## To do:
Please render all the items below as a Markdown table with the columns Row and Content, putting each line in its own numbered row, skipping blank lines, and leaving the pictures out.

## Extracted entries:
========
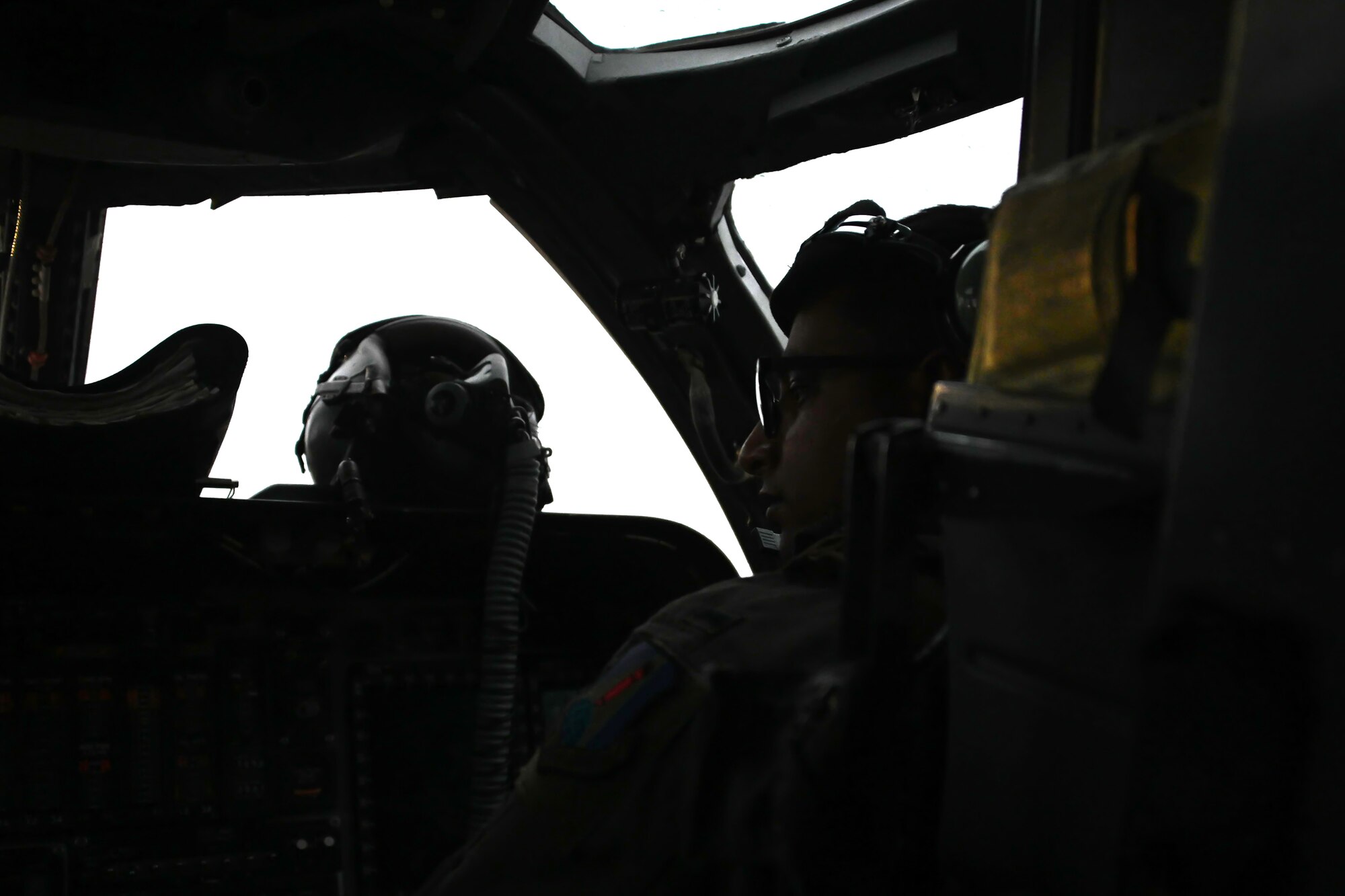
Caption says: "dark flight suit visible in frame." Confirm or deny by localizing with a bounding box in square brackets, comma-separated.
[421, 534, 947, 896]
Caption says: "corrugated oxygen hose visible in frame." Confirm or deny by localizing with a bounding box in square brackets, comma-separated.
[471, 436, 543, 834]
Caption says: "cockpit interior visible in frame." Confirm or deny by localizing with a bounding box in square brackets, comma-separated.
[0, 0, 1345, 896]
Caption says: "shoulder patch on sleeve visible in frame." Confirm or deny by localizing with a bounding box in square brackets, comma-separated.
[538, 642, 685, 776]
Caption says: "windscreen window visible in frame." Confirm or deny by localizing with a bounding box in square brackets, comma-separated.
[553, 0, 845, 50]
[86, 191, 748, 572]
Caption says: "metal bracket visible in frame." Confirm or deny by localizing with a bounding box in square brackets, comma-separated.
[616, 273, 720, 332]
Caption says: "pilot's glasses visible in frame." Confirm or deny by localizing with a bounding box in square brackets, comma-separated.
[757, 355, 913, 438]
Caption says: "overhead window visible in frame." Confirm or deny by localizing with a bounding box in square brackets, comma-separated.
[733, 99, 1022, 284]
[86, 191, 748, 573]
[553, 0, 845, 50]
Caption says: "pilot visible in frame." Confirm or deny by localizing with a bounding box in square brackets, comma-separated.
[421, 200, 987, 896]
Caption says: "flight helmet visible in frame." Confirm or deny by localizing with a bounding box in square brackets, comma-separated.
[295, 315, 550, 507]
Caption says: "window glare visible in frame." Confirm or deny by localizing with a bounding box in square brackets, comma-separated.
[553, 0, 846, 48]
[86, 191, 751, 575]
[733, 99, 1022, 284]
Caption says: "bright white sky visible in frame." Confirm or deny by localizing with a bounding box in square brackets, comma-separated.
[551, 0, 845, 48]
[87, 102, 1021, 573]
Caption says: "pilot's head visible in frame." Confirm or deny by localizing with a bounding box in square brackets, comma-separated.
[738, 203, 989, 544]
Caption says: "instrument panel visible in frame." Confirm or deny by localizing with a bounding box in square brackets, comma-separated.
[0, 501, 733, 896]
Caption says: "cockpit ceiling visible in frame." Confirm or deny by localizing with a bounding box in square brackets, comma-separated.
[0, 0, 1026, 220]
[551, 0, 847, 50]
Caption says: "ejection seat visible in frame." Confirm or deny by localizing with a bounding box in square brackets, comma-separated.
[0, 324, 247, 498]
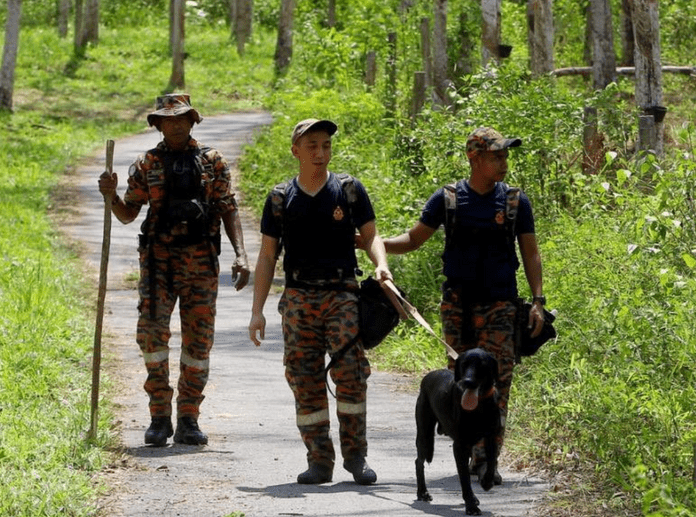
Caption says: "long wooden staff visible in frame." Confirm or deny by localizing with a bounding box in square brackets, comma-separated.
[87, 140, 114, 440]
[384, 280, 459, 361]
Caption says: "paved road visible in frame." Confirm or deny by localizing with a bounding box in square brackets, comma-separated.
[68, 113, 546, 517]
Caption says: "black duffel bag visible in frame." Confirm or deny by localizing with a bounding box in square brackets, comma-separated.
[358, 276, 403, 350]
[517, 302, 557, 357]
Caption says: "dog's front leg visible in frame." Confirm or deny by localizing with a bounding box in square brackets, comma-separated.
[452, 440, 481, 515]
[479, 436, 498, 492]
[416, 454, 433, 501]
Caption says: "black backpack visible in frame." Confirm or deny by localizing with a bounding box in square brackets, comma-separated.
[271, 173, 358, 260]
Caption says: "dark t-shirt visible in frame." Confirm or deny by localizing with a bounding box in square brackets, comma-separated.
[420, 180, 534, 302]
[261, 173, 375, 274]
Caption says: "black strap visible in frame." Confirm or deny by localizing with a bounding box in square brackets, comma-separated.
[324, 332, 360, 398]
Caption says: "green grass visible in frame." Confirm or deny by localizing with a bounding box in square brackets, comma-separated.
[0, 0, 696, 517]
[0, 21, 272, 517]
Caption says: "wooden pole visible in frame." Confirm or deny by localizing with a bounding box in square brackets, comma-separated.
[87, 140, 114, 440]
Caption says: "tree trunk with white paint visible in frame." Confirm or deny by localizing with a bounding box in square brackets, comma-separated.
[527, 0, 554, 77]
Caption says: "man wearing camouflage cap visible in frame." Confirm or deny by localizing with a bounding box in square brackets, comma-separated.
[99, 94, 249, 447]
[384, 127, 545, 484]
[249, 119, 392, 485]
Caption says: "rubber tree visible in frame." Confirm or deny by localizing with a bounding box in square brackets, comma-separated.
[0, 0, 22, 110]
[527, 0, 554, 77]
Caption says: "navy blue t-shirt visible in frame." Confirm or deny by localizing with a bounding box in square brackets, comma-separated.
[261, 173, 375, 273]
[420, 180, 534, 302]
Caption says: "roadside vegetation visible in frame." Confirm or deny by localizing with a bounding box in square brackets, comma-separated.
[0, 0, 696, 517]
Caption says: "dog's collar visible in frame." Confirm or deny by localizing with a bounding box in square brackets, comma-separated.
[479, 386, 497, 399]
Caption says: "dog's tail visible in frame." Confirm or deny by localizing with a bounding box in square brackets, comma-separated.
[416, 395, 440, 463]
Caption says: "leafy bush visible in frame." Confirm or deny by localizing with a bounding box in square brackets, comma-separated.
[241, 0, 696, 515]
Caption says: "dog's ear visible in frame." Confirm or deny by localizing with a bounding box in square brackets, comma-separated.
[488, 355, 498, 384]
[454, 354, 464, 382]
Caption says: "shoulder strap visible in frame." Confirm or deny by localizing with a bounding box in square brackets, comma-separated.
[271, 182, 288, 260]
[336, 173, 358, 222]
[505, 187, 521, 236]
[442, 183, 457, 247]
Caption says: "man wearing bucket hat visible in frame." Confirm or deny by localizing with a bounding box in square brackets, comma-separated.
[249, 119, 391, 485]
[384, 127, 545, 484]
[99, 94, 249, 447]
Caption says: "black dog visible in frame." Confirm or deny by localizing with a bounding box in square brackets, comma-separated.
========
## Solution to this problem:
| Row | Content |
|---|---|
| 1 | Caption says: "dark flight suit visible in frame." Confirm or deny by localizing with a bounding box in square brackets, comma-separated. |
| 2 | [421, 534, 947, 896] |
| 3 | Caption says: "corrugated oxygen hose visible in frame." Confirm or deny by localizing with a bounding box in square brackets, comma-separated. |
| 4 | [471, 436, 543, 834] |
| 5 | Caption says: "cockpit interior visible in frame." Confirm or deny by localizing with a bounding box in square brackets, comma-separated. |
| 6 | [0, 0, 1345, 896] |
| 7 | Caption says: "shoulder patch on sleeve visible in frame." Confirm or deny by localizing with a bounding box in square brackets, comma-separated. |
| 8 | [538, 642, 685, 776] |
| 9 | Caption says: "windscreen window visible in frame." Confirm or deny by localizing with a bounding box in square brackets, comma-separated. |
| 10 | [553, 0, 845, 50] |
| 11 | [86, 191, 748, 572] |
| 12 | Caption says: "metal bracket visible in frame." Confirm or deny by localizing with a bounding box in square brackets, comma-separated. |
| 13 | [616, 273, 720, 332] |
| 14 | Caption says: "pilot's glasses visible in frame." Confirm or deny by localizing with a bounding box in square brackets, comma-separated. |
| 15 | [757, 355, 913, 438] |
| 16 | Caption says: "overhead window visible in frame." Confirm or deny by localizing with a bounding box in square brackets, comma-separated. |
| 17 | [733, 99, 1022, 284] |
| 18 | [86, 191, 748, 573] |
| 19 | [553, 0, 845, 50] |
| 20 | Caption says: "pilot visible in frame." Confirm or deny by localizing with a bounding box in square brackets, comma-separated. |
| 21 | [421, 200, 987, 896] |
| 22 | Caption says: "flight helmet visible in frame." Confirm or deny by localizing with a bounding box in square brackets, comma-separated. |
| 23 | [295, 315, 550, 507] |
| 24 | Caption says: "window glare visible in frame." Confirm or deny by localizing with a bounding box in square brackets, comma-separated. |
| 25 | [553, 0, 846, 48] |
| 26 | [86, 191, 751, 575] |
| 27 | [733, 99, 1022, 284] |
| 28 | Caption says: "bright white sky visible in frame." Confirm or deny by localizing with a bounding box in square brackets, comma-separated. |
| 29 | [551, 0, 845, 48] |
| 30 | [87, 102, 1021, 573] |
| 31 | Caption says: "pilot's head visible in frame." Confirm or deny by localizing with a bounding box in square brackets, comma-separated. |
| 32 | [738, 203, 989, 544] |
| 33 | Caption says: "instrument panel visible in frame." Confirm or deny by localizing with a bounding box in square brackets, comma-separated. |
| 34 | [0, 501, 733, 896] |
| 35 | Caption says: "cockpit ceiling visible in frame." Confirm or deny by localizing with a bounding box in square brackets, comma-separated. |
| 36 | [0, 0, 1026, 220] |
| 37 | [551, 0, 847, 50] |
| 38 | Caption says: "ejection seat visible in frame." Confirm or deny by localizing with a bounding box in square brackets, comma-separated. |
| 39 | [0, 324, 247, 498] |
| 40 | Caption says: "long wooden staff visible in frame." Confirm or deny by localizing with a bounding box in square brackets, comma-separated. |
| 41 | [87, 140, 114, 440] |
| 42 | [384, 280, 459, 361] |
| 43 | Caption says: "paved road visible in frame." Confirm or deny by localizing with a bounding box in square brackets, comma-separated. |
| 44 | [68, 113, 546, 517] |
| 45 | Caption says: "black duffel bag visible in frame." Confirm or deny by localizing with a bounding box in square brackets, comma-separated. |
| 46 | [358, 276, 403, 350] |
| 47 | [517, 302, 557, 357] |
| 48 | Caption says: "dog's front leg visible in frame." Confirm or deny by localizing with a bounding box in square brackets, comma-separated. |
| 49 | [452, 440, 481, 515] |
| 50 | [479, 436, 498, 492] |
| 51 | [416, 454, 433, 501] |
| 52 | Caption says: "black backpack visible in frame." Confirm or deny by localizing with a bounding box in square brackets, comma-separated. |
| 53 | [271, 173, 358, 260] |
| 54 | Caption says: "dark t-shirt visible in frame." Confirm or deny by localizing with a bounding box in square brackets, comma-separated. |
| 55 | [420, 180, 534, 302] |
| 56 | [261, 173, 375, 274] |
| 57 | Caption says: "black strap visible in frame." Confirm or deny by localizing with a bounding box in square brackets, comma-separated. |
| 58 | [324, 332, 360, 398] |
| 59 | Caption says: "green grass visible in frame." Confirm or deny by localizing with a bounding box in square brackets, comma-separated. |
| 60 | [0, 0, 696, 517] |
| 61 | [0, 21, 272, 517] |
| 62 | Caption says: "wooden pole visible in frame." Confirm or deny by localizing with a bounding box in square brackets, comma-separated. |
| 63 | [87, 140, 114, 440] |
| 64 | Caption says: "tree trunk with white paint visible in frame." Confirm or deny by localizing with a bounding box in square brackets, comma-separated. |
| 65 | [527, 0, 554, 77] |
| 66 | Caption says: "man wearing camouflage cap visible in frame." Confirm or deny by localizing with a bounding box in square brackets, comma-separated. |
| 67 | [99, 94, 249, 447] |
| 68 | [384, 127, 545, 484] |
| 69 | [249, 119, 392, 485] |
| 70 | Caption says: "rubber tree visible in frame." Confirm or deny by localizing with a bounding box in square brackets, comma-separated. |
| 71 | [0, 0, 22, 110] |
| 72 | [527, 0, 554, 77] |
| 73 | Caption says: "navy blue t-shirt visible in frame." Confirm or deny by localizing with a bounding box in square brackets, comma-separated. |
| 74 | [261, 173, 375, 273] |
| 75 | [420, 180, 534, 302] |
| 76 | Caption says: "roadside vegetation visible in frame." Confirm or deny by localizing with a bounding box in square brackets, comma-separated. |
| 77 | [0, 0, 696, 517] |
| 78 | Caption says: "dog's collar visible in frame." Confirm or deny by localizing with a bounding box in square brackets, comma-separated. |
| 79 | [479, 386, 497, 399] |
| 80 | Caption says: "dog's tail visible in frame." Confirm or deny by localizing with a bounding box in square brackets, comma-separated. |
| 81 | [416, 395, 440, 463] |
| 82 | Caption says: "leafy bush visible in frame." Confirm or deny by localizing with a bounding box in square brackets, comma-separated. |
| 83 | [241, 0, 696, 515] |
| 84 | Caption says: "dog's ear visible in frame." Confirm or deny by localizing with a bounding box in square brackets, comma-separated. |
| 85 | [488, 355, 498, 384] |
| 86 | [454, 354, 464, 382] |
| 87 | Caption says: "shoulder strap visible in frame." Confirm or deny by localizing with a bounding box in square brackets, comma-separated. |
| 88 | [271, 182, 288, 260] |
| 89 | [336, 173, 358, 222] |
| 90 | [505, 187, 521, 236] |
| 91 | [442, 183, 457, 247] |
| 92 | Caption says: "man wearing bucket hat visible in frame." Confirm or deny by localizing with a bounding box in square brackets, comma-separated. |
| 93 | [249, 119, 391, 485] |
| 94 | [384, 127, 545, 484] |
| 95 | [99, 94, 249, 447] |
| 96 | Caption says: "black dog visible in frame." Confirm or deny by localizing with a bounding box in square brackets, comma-separated. |